## ZU LESENDER AUSZUG:
------------

Rechenbeispiel zur Bürgergeld-Aufstockung

Beispiel: Andreas lebt alleine in einer Wohnung. Seine Miete beträgt 400,00 € und seine Heizkosten betragen 50 €. Er erzielt ein Bruttoeinkommen in Höhe von 700 €. Sein Bedarf würde in diesem Fall bei 1.013 € liegen (563 € Regelbedarf plus 400 Euro Miete plus 50 Euro Heizung).

Von seinen 700 € Einkommen zählen die ersten 100 Euro pauschal als Freibetrag. Das Einkommen zwischen 100 und 520 € wird zu 80 Prozent auf den Bedarf angerechnet – das sind in diesem Fall 336 €. Das Einkommen zwischen 520 und 1000 € wird zu 70 Prozent auf den Bedarf angerechnet – hier 126 €. Von den 700 € würden also 462 € auf den Bedarf angerechnet werden (1.013 € – 462 € = 551 €).

Daraus ergibt sich für Andreas eine monatliche Bürgergeld-Aufstockung von 551 €. Zusammen mit seinem Gehalt hätte er dann 1.251 € zur Verfügung. Das sind 238 € mehr pro Monat, als wenn Andreas nur Bürgergeld allein beziehen würde.

Vorrangige Leistungen müssen zuerst beansprucht werden

Wer eine Ausstockung in Erwägung zieht, sollte jedoch zuerst prüfen, ob eine sogenannte vorrangige Leistung infrage kommt. Denn wenn ein Anspruch auf eine solche Leistung besteht, muss diese zuerst ausgeschöpft werden, bevor der Leistungsträger Bürgergeld bewilligt. Zu diesen Leistungen zählen:

  • Kindergeld
  • Elterngeld
  • Unterhaltsvorschuss des Jugendamts
  • Renten

Sollte das monatliche Einkommen trotz der oben genannten Leistungen immer noch nicht zur Deckung des Lebensunterhalts reichen, kann zusätzlich noch Bürgergeld beantragt werden.

Bürgergeld-Aufstockung bei Ausbildung

Bei Schülern und Auszubildenden gelten erhöhte Freibeträge. Der gesamte Lohn bis zur Mini-Job-Grenze von derzeit 538 € gilt bei dieser Gruppe als Freibetrag, der nicht auf den Bürgergeld-Bedarf angerechnet wird.

Bei Ferienjobs, die nur über einen begrenzten Zeitraum ausgeübt werden, dürfen Schüler und Azubis sogar das gesamte Einkommen behalten, ohne dass dieses auf das Bürgergeld angerechnet wird. Ausführliche Informationen hierzu finden Sie in unserem Online-Ratgeber „Ausbildung: Dann besteht ein Bürgergeld-Anspruch“.

Wer kann Bürgergeld beantragen?

Einen Anspruch auf Bürgergeld, beziehungsweise aufstockendes Bürgergeld haben gemäß § 7 SGB II alle Personen im Alter zwischen 15 und 65 Jahren (je nach Rentenalter bis zu 67), die

  • ihren Lebensmittelpunkt in Deutschland haben,
  • mindestens 3 Stunden pro Tag arbeiten können,
  • hilfebedürftig sind.

------------

## BEREITGESTELLTES MATERIAL:
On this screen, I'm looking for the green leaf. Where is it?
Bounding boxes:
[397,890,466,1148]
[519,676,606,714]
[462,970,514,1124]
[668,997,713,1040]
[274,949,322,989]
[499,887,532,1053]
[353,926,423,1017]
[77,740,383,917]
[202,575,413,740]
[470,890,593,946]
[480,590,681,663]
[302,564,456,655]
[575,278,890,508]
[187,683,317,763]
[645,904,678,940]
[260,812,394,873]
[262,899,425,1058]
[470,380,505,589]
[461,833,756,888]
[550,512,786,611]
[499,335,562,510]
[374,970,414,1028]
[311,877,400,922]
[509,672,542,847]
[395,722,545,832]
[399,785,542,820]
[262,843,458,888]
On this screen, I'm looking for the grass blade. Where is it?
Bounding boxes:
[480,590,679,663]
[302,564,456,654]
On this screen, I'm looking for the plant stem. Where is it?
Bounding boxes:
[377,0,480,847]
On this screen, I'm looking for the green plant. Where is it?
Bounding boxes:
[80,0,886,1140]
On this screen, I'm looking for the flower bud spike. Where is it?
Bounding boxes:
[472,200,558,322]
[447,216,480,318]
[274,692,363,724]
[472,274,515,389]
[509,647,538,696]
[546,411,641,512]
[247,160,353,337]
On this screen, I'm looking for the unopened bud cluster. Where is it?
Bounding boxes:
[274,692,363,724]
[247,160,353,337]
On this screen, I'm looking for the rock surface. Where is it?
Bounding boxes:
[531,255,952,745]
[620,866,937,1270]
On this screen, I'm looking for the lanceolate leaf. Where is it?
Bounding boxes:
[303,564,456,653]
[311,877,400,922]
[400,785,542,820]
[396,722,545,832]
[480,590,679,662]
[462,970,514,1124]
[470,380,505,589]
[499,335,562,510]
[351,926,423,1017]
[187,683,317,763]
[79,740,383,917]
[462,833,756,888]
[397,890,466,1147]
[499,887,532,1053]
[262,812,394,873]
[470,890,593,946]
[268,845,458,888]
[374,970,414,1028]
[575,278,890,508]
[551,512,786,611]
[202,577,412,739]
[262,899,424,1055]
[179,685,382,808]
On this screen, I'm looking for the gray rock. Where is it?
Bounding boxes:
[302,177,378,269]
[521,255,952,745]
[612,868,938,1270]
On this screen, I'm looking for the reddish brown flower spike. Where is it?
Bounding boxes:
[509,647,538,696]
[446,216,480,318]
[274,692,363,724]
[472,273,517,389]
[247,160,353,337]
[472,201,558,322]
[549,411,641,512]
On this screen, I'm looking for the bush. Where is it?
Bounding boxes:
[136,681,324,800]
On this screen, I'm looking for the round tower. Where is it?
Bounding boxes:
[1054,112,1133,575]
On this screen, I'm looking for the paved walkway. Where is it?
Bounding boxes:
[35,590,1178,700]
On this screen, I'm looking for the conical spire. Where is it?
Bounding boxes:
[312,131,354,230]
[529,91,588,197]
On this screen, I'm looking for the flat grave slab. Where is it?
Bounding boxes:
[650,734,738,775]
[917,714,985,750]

------------

## ZU BEARBEITENDE AUFGABEN:
a - Nennen Sie sämtliche vorrangigen Leistungen, die der Text zur Bürgergeld-Aufstockung aufführt.
b - Führen Sie den Text zur Bürgergeld-Aufstockung im Anschluss an seinen letzten Satz weiter.

## LÖSUNGEN:
a -
- Kindergeld
- Elterngeld
- Unterhaltsvorschuss des Jugendamts
- Renten

b -
Hilfebedürftig ist eine Person, wenn das Einkommen der Bedarfsgemeinschaft unter dem Existenzminimum liegt und der Lebensunterhalt nicht vollständig aus eigenen Mitteln gedeckt werden kann.

Alle Personen, die diese Kriterien nicht erfüllen, fallen nicht in die Zuständigkeit des Bürgergeldes. In vielen Fällen scheitert es an der Voraussetzung “erwerbsfähig”, da diese Personen dem Arbeitsmarkt nicht in vollem Umfang zur Verfügung stehen.

Kinderzuschlag oder Bürgergeld

Wenn Sie minderjährige Kinder haben, die mit bei Ihnen im Haushalt leben und Sie neben dem Kindergeld über eigenes Einkommen oder Vermögen verfügen, haben Sie möglicherweise Anspruch auf den sogenannten Kinderzuschlag. Dieser soll verhindern, dass Familien nur aufgrund ihrer Kinder auf Bürgergeld angewiesen sind. Sie können also nie Kinderzuschlag und Bürgergeld gleichzeitig erhalten.

Den Kinderzuschlag erhalten Sie, wenn Sie mit Ihrem Einkommen oder Vermögen zwar Ihren eigenen und den Bedarf Ihres Partners decken können (unterer Grenzwert für das Einkommen und Vermögen der Eltern), aber nicht mehr den vollen Lebensunterhalt Ihrer Kinder. In diesem Fall erhalten Sie maximal 250 Euro pro Kind. Ausführliche Informationen hierzu finden Sie in unserem Online-Ratgeber „Kinderzuschlag – Anspruch und Höhe“.

Wo beantrage ich aufstockende Bürgergeld-Leistungen?

Ergänzende Bürgergeld-Leistungen werden beim Jobcenter beantragt. Hierzu müssen Sie einen Antrag mit Angaben über Ihre finanzielle Situation einreichen. Nötige Angaben zur finanziellen Situation sind beispielsweise:

  • die Höhe Ihrer Wohnkosten
  • Ihr monatliches Einkommen
  • ein möglicherweise bestehender Mehrbedarf
  • Ihre Vermögensverhältnisse

Quellen:

Zweites Sozialgesetzbuch (SGB II)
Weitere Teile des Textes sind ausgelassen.